**Seçilmiş Bölüm**:
"""

Kozalarından Sıyrılan Kelebekler
Kelebekler (2018), yönetmenliğini ve senaristliğini Tolga Karaçelik’in üstlendiği sinema filmi. 2018 Sundance Film Festivali’nde tarihi bir başarıya imza atarak, Dünya Sineması Jüri Büyük Ödülü’nü kazanan ilk ve tek yerli yapım oldu. Sundance, her yıl Utah eyaletinin Park City şehrinde düzenlenen, dünyanın en prestijli bağımsız film festivallerinden biri. 1981 yılında Robert Redford tarafından kurulmuş olup, bağımsız sinema dünyasında yeni yetenekleri keşfetmek ve desteklemek amacıyla başlatılmıştır.
Filmin başrollerinde Tolga Tekin, Bartu Küçükçağlayan ve Tuğçe Altuğ yer almakta. Trajedinin ve kara mizahın bir birleşimi olarak izleyiciyi bir yandan güldürürken bir yandan hüzünlendiren filmde, oyuncuların muhteşem performansları da dikkat çekiyor.

Film, annelerinin intiharı sonrası babalarının evden kovmasıyla farklı yerlere dağılan üç kardeşin yaşadıklarını anlatır. En büyük abi Cemal yaşadıklarını sindirememiştir. Önce Almanya’ya -halasının yanına- taşınır. Daha sonra astronot olur, dünyayı terk edip uzaya gitmeye çalışır, ancak bunu başaramaz. Ortanca kardeş Kenan geçmişten kalan her şeyi unutmaya çalışmış ve bunu başarmıştır. Kıskanç bir sevgilisi ve yolunda gitmeyen bir hayatı vardır. Bunların yanı sıra diksiyonu çok iyi olmasa da film seslendirmeleri yapmaktadır. En küçük kardeş Suzan ise öğretmendir. Eşi başta olmak üzere dünya üzerindeki tüm erkeklere karşı tahammülsüzlüğü had safhadadır. Çünkü eşi hem çok fazla konuşmakta hem de onu aldatmaktadır. Kısacası bu üç kardeş, birbirlerinden bihaber farklı yerlerde, farklı hayatlar yaşamaktadır.
30 yıldır hal hatır sormayan babaları bir gün Cemal’i arar ve ona kardeşlerini de alıp Hasanlar Köyü’ne yani 30 yıl önce yaşadıkları yere gelmelerini söyler. Cemal bunu bir hafta düşünür, sonunda kardeşlerini arar ve durumu anlatır. Suzan çabucak kabul eder ancak Kenan kolay kolay kabul etmez. Çünkü babasına hala çok öfkelidir. Bu üç kardeş, yıllar sonra Kenan’ın evinde bir araya gelir ve Kenan’ın da gitmeye ikna olmasıyla yola çıkarlar.

"""

**Görev Ayrıntıları**:
Kelebekler filmini anlatan metne göre aşağıdaki soruları yanıtlayın.
1. Film 2018 Sundance Film Festivali'nde hangi ödülü kazandı?
2. Ortanca kardeş Kenan hangi işi yapmaktadır?
3. Babaları kardeşlerin nereye gelmesini ister?

**Çıkarılan Bilgiler**:
"""

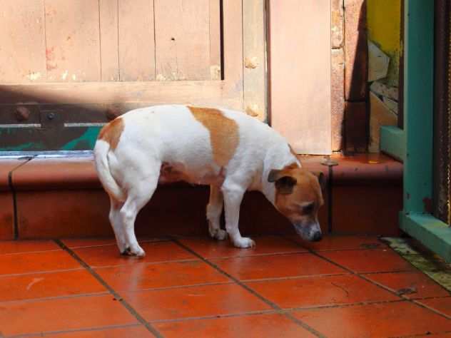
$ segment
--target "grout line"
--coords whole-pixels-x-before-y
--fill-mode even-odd
[[[75,333],[75,332],[91,332],[93,331],[102,331],[105,329],[126,329],[127,327],[140,327],[141,326],[141,324],[126,324],[121,325],[107,325],[105,327],[89,327],[86,329],[68,329],[68,330],[58,330],[58,331],[46,331],[45,332],[36,332],[36,333],[26,333],[21,334],[15,334],[14,336],[9,336],[9,338],[19,338],[19,337],[42,337],[43,334],[46,336],[47,334],[65,334],[65,333]],[[1,332],[0,332],[1,333]],[[0,337],[2,336],[0,334]]]
[[[146,328],[152,333],[155,337],[158,338],[162,338],[163,336],[152,325],[151,325],[147,321],[141,317],[141,314],[138,313],[138,312],[132,307],[118,292],[116,292],[114,289],[113,289],[110,285],[108,285],[105,280],[98,275],[96,271],[91,268],[91,267],[86,263],[78,255],[66,246],[64,243],[63,243],[59,240],[55,240],[55,242],[58,244],[64,250],[66,251],[69,255],[71,255],[76,260],[80,263],[80,265],[83,267],[94,278],[97,280],[97,281],[101,284],[122,305],[133,315],[138,321],[141,323],[143,325],[146,327]]]
[[[176,244],[178,245],[180,247],[183,247],[183,249],[185,249],[188,252],[191,252],[191,254],[193,254],[195,256],[198,257],[200,260],[203,260],[206,264],[210,265],[211,267],[213,267],[213,269],[216,270],[218,272],[221,273],[222,275],[223,275],[224,276],[227,277],[228,278],[232,280],[237,285],[238,285],[239,286],[240,286],[243,289],[246,290],[248,292],[250,292],[252,295],[253,295],[254,296],[258,297],[260,300],[261,300],[262,302],[265,302],[266,304],[268,304],[270,307],[271,307],[273,309],[279,310],[279,311],[282,310],[282,309],[278,305],[277,305],[275,303],[271,302],[269,299],[267,299],[263,296],[262,296],[261,295],[260,295],[259,293],[255,292],[253,289],[252,289],[251,287],[248,287],[248,285],[246,285],[243,282],[240,282],[238,279],[235,278],[231,275],[229,275],[228,273],[227,273],[226,272],[225,272],[224,270],[221,269],[218,265],[216,265],[216,264],[214,264],[212,262],[210,262],[206,258],[204,258],[201,255],[197,253],[196,251],[193,250],[191,248],[187,247],[186,245],[185,245],[184,244],[181,243],[181,242],[179,242],[176,239],[173,239],[173,242]],[[293,322],[295,322],[296,324],[300,325],[302,327],[303,327],[306,330],[309,331],[310,333],[315,334],[316,337],[325,338],[325,336],[323,335],[321,333],[320,333],[319,332],[316,331],[315,329],[313,329],[310,326],[308,325],[307,324],[304,323],[303,322],[302,322],[301,320],[298,319],[298,318],[295,318],[291,314],[284,313],[284,314],[285,314],[285,317],[287,317],[288,318],[291,319]]]
[[[293,242],[295,242],[295,241],[294,241],[294,240],[293,240]],[[300,244],[298,244],[298,243],[297,243],[297,244],[298,244],[298,245],[300,245]],[[395,252],[396,254],[397,254],[399,256],[400,256],[400,255],[397,252],[396,252],[396,251],[395,251],[393,249],[392,249],[391,247],[390,247],[390,249],[392,251],[393,251],[394,252]],[[315,255],[315,256],[318,257],[319,258],[321,258],[321,259],[323,259],[323,260],[326,260],[326,261],[329,262],[330,263],[333,264],[334,265],[335,265],[335,266],[337,266],[337,267],[340,267],[340,268],[342,268],[342,269],[343,269],[343,270],[346,270],[346,271],[348,271],[348,272],[350,272],[351,274],[353,274],[353,275],[355,275],[355,276],[357,276],[357,277],[360,277],[360,278],[361,278],[361,279],[363,279],[363,280],[365,280],[365,281],[367,281],[367,282],[370,282],[370,283],[371,283],[371,284],[373,284],[373,285],[376,285],[377,287],[380,287],[381,289],[383,289],[383,290],[385,290],[385,291],[389,292],[390,292],[390,293],[391,293],[392,295],[394,295],[395,296],[398,297],[399,298],[400,298],[401,299],[402,299],[402,300],[404,300],[404,301],[407,301],[407,302],[410,302],[410,303],[415,304],[416,304],[416,305],[418,305],[418,306],[420,306],[420,307],[423,307],[423,308],[425,308],[425,309],[429,309],[429,310],[430,310],[430,311],[432,311],[432,312],[435,312],[435,313],[436,313],[436,314],[437,314],[440,315],[441,317],[445,317],[445,318],[446,318],[446,319],[451,319],[451,317],[447,316],[447,314],[444,314],[444,313],[442,313],[442,312],[439,312],[438,310],[436,310],[436,309],[432,309],[432,308],[430,308],[429,307],[427,307],[427,306],[425,306],[425,305],[424,305],[424,304],[422,304],[418,303],[418,302],[416,302],[415,299],[410,299],[410,298],[409,298],[409,297],[407,297],[407,296],[405,296],[405,295],[398,295],[397,293],[396,293],[395,291],[393,291],[392,289],[390,289],[390,287],[386,287],[385,285],[383,285],[380,284],[380,283],[378,283],[378,282],[375,282],[375,281],[373,281],[373,280],[370,280],[370,279],[369,279],[369,278],[367,278],[367,277],[366,277],[364,275],[363,275],[363,274],[361,274],[361,273],[360,273],[360,272],[355,272],[355,271],[352,270],[351,269],[349,269],[349,268],[348,268],[348,267],[345,267],[344,265],[340,265],[340,264],[338,264],[338,263],[337,263],[337,262],[334,262],[333,260],[330,260],[330,259],[329,259],[329,258],[328,258],[328,257],[324,257],[324,256],[321,255],[320,255],[320,253],[318,253],[318,252],[315,252],[315,251],[313,251],[313,250],[310,250],[309,251],[310,252],[310,253],[312,253],[313,255]],[[400,256],[400,257],[402,257],[402,256]],[[402,257],[402,259],[404,259],[404,257]],[[404,259],[404,260],[405,260],[406,262],[408,262],[408,261],[407,261],[407,260],[405,260],[405,259]],[[421,270],[418,270],[418,269],[417,269],[417,268],[415,265],[413,265],[412,263],[410,263],[410,262],[409,262],[409,264],[410,264],[410,265],[412,265],[412,266],[415,268],[415,270],[409,270],[409,271],[415,271],[415,270],[417,270],[417,271],[421,271]],[[401,271],[401,272],[403,272],[403,271]]]

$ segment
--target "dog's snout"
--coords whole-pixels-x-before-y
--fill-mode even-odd
[[[321,235],[321,232],[315,232],[315,235],[313,235],[313,242],[319,242],[320,240],[321,240],[323,239],[323,235]]]

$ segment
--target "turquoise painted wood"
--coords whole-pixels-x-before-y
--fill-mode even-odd
[[[451,262],[451,228],[430,215],[432,197],[434,1],[405,0],[404,130],[385,128],[384,142],[402,148],[404,210],[401,229]],[[390,133],[392,133],[392,135]],[[396,151],[396,150],[395,150]]]
[[[405,8],[404,211],[422,212],[432,196],[434,1]]]

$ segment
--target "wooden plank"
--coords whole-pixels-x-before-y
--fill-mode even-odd
[[[210,78],[221,80],[221,2],[210,0]]]
[[[156,78],[210,79],[210,0],[155,0]]]
[[[98,0],[102,81],[119,81],[118,1]]]
[[[269,4],[272,126],[298,153],[329,154],[330,1]]]
[[[153,4],[118,0],[119,74],[122,81],[155,78]]]
[[[0,83],[46,78],[44,0],[0,0]]]
[[[98,1],[46,0],[45,11],[47,81],[99,81]]]
[[[223,2],[224,20],[224,78],[230,85],[225,87],[226,95],[243,98],[243,9],[242,0]]]
[[[143,102],[223,106],[239,109],[242,93],[225,91],[227,81],[136,81],[0,85],[2,103],[116,103]]]
[[[244,106],[245,112],[266,121],[265,0],[243,0]]]

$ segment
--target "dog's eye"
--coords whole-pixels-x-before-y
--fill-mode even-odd
[[[314,202],[312,202],[311,203],[309,203],[305,205],[303,205],[302,207],[303,214],[304,215],[311,214],[313,212],[313,209],[315,209]]]

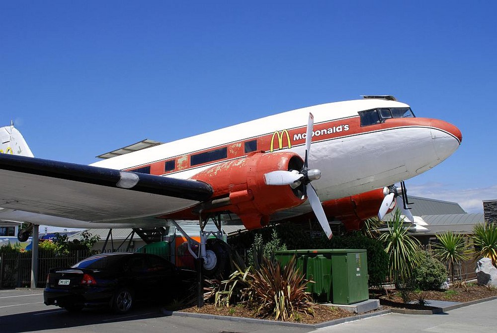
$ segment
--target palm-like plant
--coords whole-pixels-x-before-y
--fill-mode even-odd
[[[377,217],[370,218],[364,221],[362,226],[362,234],[373,239],[376,239],[380,236],[380,228],[383,225],[382,221],[380,221]]]
[[[419,241],[409,234],[401,213],[397,210],[391,221],[386,221],[388,231],[380,236],[385,244],[390,263],[390,281],[405,282],[419,261]]]
[[[458,263],[469,259],[470,251],[465,248],[464,237],[459,234],[449,231],[436,235],[436,237],[439,243],[433,245],[433,247],[438,250],[435,256],[448,265],[453,283],[454,266]]]
[[[473,242],[479,257],[490,258],[497,262],[497,224],[480,223],[473,228]]]

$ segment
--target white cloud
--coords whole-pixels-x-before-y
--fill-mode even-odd
[[[456,202],[468,213],[483,213],[484,200],[497,200],[497,185],[489,187],[456,189],[440,183],[408,185],[409,194]]]

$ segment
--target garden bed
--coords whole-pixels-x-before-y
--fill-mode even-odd
[[[373,293],[371,294],[371,298],[379,299],[380,304],[384,308],[387,309],[391,308],[415,310],[432,310],[437,309],[434,307],[430,306],[429,303],[426,305],[405,303],[400,297],[399,292],[395,290],[391,290],[391,292],[388,296],[385,295],[384,292]],[[472,285],[467,286],[466,288],[454,288],[446,291],[429,291],[422,292],[424,293],[423,297],[426,300],[448,301],[460,303],[497,296],[497,289],[488,288],[484,286]],[[415,293],[411,292],[411,294],[413,300],[415,301],[414,298]],[[314,316],[307,316],[305,314],[300,314],[298,318],[288,321],[314,324],[357,315],[356,314],[346,310],[326,305],[317,304],[315,305],[314,307],[315,314]],[[182,309],[180,311],[183,312],[217,316],[271,320],[271,318],[258,317],[254,314],[253,311],[247,309],[242,305],[216,308],[213,304],[207,304],[201,308],[192,306]]]

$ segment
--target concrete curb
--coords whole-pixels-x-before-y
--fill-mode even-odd
[[[228,316],[218,316],[217,315],[208,315],[206,314],[197,314],[191,312],[181,312],[169,311],[165,309],[162,309],[162,312],[166,316],[177,316],[179,317],[192,317],[195,318],[203,318],[204,319],[217,319],[218,320],[225,320],[231,322],[239,322],[241,323],[253,323],[254,324],[262,324],[267,325],[277,325],[279,326],[286,326],[291,327],[301,327],[307,328],[310,329],[321,329],[328,326],[336,325],[339,324],[353,322],[365,318],[369,318],[377,316],[383,316],[392,312],[390,310],[382,310],[377,312],[371,313],[363,314],[362,315],[357,315],[351,316],[345,318],[340,318],[329,322],[325,322],[319,324],[302,324],[300,323],[293,323],[292,322],[279,322],[274,320],[266,320],[264,319],[256,319],[255,318],[245,318],[243,317],[230,317]]]
[[[466,302],[464,303],[454,304],[454,305],[450,305],[444,308],[436,308],[435,309],[428,310],[408,310],[406,309],[390,309],[390,310],[392,310],[392,312],[395,313],[404,314],[406,315],[436,315],[437,314],[442,313],[446,311],[453,310],[455,309],[459,309],[459,308],[467,307],[470,305],[473,305],[473,304],[478,304],[478,303],[483,303],[484,302],[487,302],[487,301],[493,301],[496,299],[497,299],[497,296],[492,296],[492,297],[488,297],[487,298],[482,298],[481,300],[475,300],[474,301]]]

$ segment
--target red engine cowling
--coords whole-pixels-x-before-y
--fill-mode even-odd
[[[378,189],[323,203],[325,213],[329,219],[334,218],[343,223],[347,230],[357,230],[363,222],[378,215],[385,198],[383,189]]]
[[[221,163],[191,178],[212,187],[213,200],[229,198],[227,206],[210,208],[208,205],[203,212],[230,211],[251,230],[267,224],[271,214],[305,201],[289,186],[266,185],[264,176],[276,170],[300,170],[303,163],[302,158],[293,153],[254,152],[246,158]]]

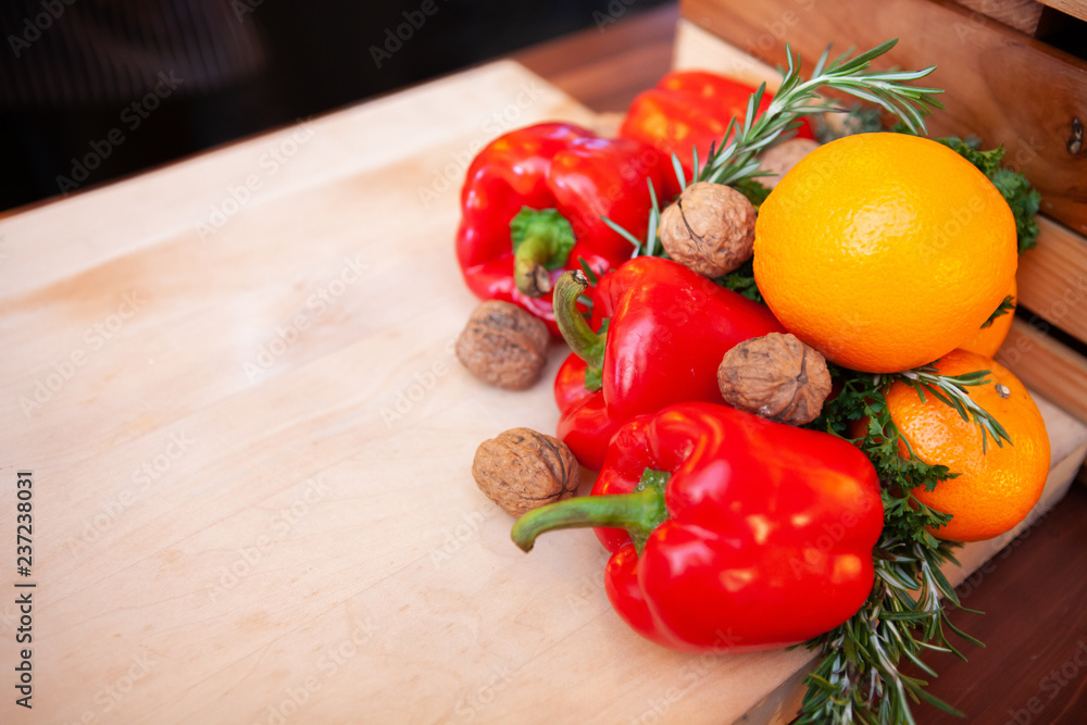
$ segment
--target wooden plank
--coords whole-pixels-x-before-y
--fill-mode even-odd
[[[1038,246],[1020,259],[1023,307],[1087,341],[1087,239],[1038,217]]]
[[[772,65],[785,62],[786,42],[811,63],[828,42],[845,51],[899,38],[878,65],[938,66],[925,83],[947,90],[947,110],[930,117],[932,133],[1003,143],[1007,161],[1042,192],[1042,211],[1087,234],[1087,153],[1069,151],[1074,120],[1087,120],[1087,61],[950,2],[684,0],[680,9]]]
[[[1028,388],[1087,421],[1087,359],[1046,335],[1045,329],[1045,321],[1032,326],[1016,318],[996,360]]]
[[[1034,35],[1045,9],[1036,0],[954,0],[975,13],[980,13],[1020,33]]]
[[[1087,21],[1087,0],[1038,0],[1041,4]]]

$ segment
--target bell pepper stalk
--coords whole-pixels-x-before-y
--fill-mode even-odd
[[[575,304],[586,286],[580,272],[563,274],[555,286],[555,318],[573,353],[555,377],[554,398],[558,437],[594,471],[635,415],[690,400],[724,403],[724,354],[785,332],[770,308],[672,260],[638,257],[605,275],[594,288],[589,322]]]
[[[522,516],[523,550],[592,526],[604,589],[635,632],[684,651],[757,651],[846,622],[874,582],[883,501],[847,440],[726,405],[679,403],[624,424],[590,496]]]
[[[670,158],[674,153],[690,180],[695,176],[692,149],[704,161],[711,145],[720,148],[725,143],[728,122],[735,117],[742,127],[748,98],[755,90],[754,86],[714,73],[673,71],[655,87],[635,97],[620,135],[652,143]],[[773,98],[773,93],[763,93],[757,116],[770,108]],[[814,138],[807,120],[801,122],[797,136]],[[682,191],[673,174],[667,175],[664,189],[667,198]]]
[[[554,279],[587,265],[603,274],[634,246],[604,218],[644,236],[669,167],[651,146],[604,139],[569,123],[520,128],[488,143],[461,189],[457,259],[478,298],[527,310],[558,337]]]

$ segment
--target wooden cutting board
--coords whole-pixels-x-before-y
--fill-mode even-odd
[[[551,432],[557,413],[547,378],[500,391],[453,357],[476,303],[453,255],[459,187],[486,141],[548,118],[595,122],[503,62],[0,221],[0,720],[788,710],[807,652],[641,640],[608,604],[591,533],[526,557],[472,480],[483,439]],[[1051,503],[1087,430],[1041,402]],[[30,711],[12,695],[23,647]]]

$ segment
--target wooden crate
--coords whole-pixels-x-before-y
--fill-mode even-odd
[[[682,0],[674,66],[715,71],[751,84],[780,82],[786,43],[807,67],[833,42],[839,52],[899,43],[877,66],[936,64],[926,83],[946,89],[947,110],[929,120],[934,136],[975,135],[984,148],[1003,145],[1005,163],[1042,195],[1036,249],[1020,260],[1020,310],[997,360],[1041,398],[1087,422],[1087,61],[1050,47],[1041,35],[1052,13],[1087,20],[1087,2],[1046,0]],[[970,8],[967,5],[974,5]],[[984,11],[984,12],[982,12]],[[1046,13],[1049,21],[1046,21]],[[1032,20],[1033,18],[1033,20]],[[1022,29],[1015,29],[1021,27]],[[1078,26],[1077,26],[1078,27]],[[1087,33],[1087,32],[1085,32]],[[1039,80],[1044,79],[1044,80]],[[1044,400],[1039,404],[1049,407]],[[1052,423],[1051,435],[1057,433]],[[1075,476],[1083,459],[1069,461]],[[1054,474],[1055,474],[1054,470]],[[1078,480],[1087,484],[1087,467]],[[1063,490],[1039,504],[1053,505]],[[953,584],[1011,539],[970,545]],[[741,722],[788,723],[800,707],[809,666],[784,679]]]
[[[980,2],[990,12],[1011,5]],[[1037,4],[1037,3],[1034,3]],[[1084,25],[1087,2],[1047,0]],[[1020,261],[1021,310],[997,360],[1028,387],[1087,421],[1087,61],[964,4],[933,0],[684,0],[675,65],[715,70],[774,87],[786,43],[808,67],[833,42],[898,46],[882,67],[936,64],[946,89],[934,136],[1003,145],[1005,163],[1041,191],[1036,249]],[[1007,17],[1004,18],[1008,20]]]

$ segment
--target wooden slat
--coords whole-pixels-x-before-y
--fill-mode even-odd
[[[1087,359],[1022,320],[1012,323],[996,354],[1032,390],[1087,421]]]
[[[1087,21],[1087,0],[1039,0],[1041,4]]]
[[[1087,341],[1087,239],[1045,217],[1038,246],[1020,259],[1020,303]]]
[[[1020,33],[1034,35],[1045,9],[1036,0],[955,0],[960,5],[1013,27]]]
[[[684,0],[680,8],[686,18],[772,65],[786,61],[786,42],[810,67],[828,42],[845,51],[899,38],[877,64],[938,66],[925,83],[947,90],[947,110],[930,117],[932,133],[1003,143],[1007,161],[1042,192],[1042,211],[1087,234],[1087,152],[1067,150],[1073,120],[1087,120],[1087,62],[978,22],[950,2]]]

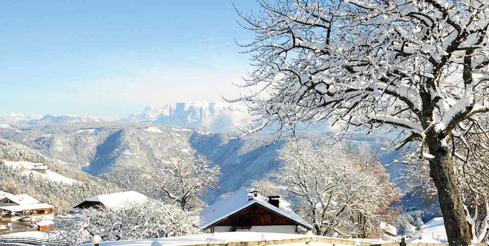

"""

**Eksiksiz Yanıt**:
1. Film, 2018 Sundance Film Festivali'nde Dünya Sineması Jüri Büyük Ödülü'nü kazandı.
2. Kenan film seslendirmeleri yapmaktadır.
3. Babaları, kardeşlerin 30 yıl önce yaşadıkları Hasanlar Köyü'ne gelmesini ister.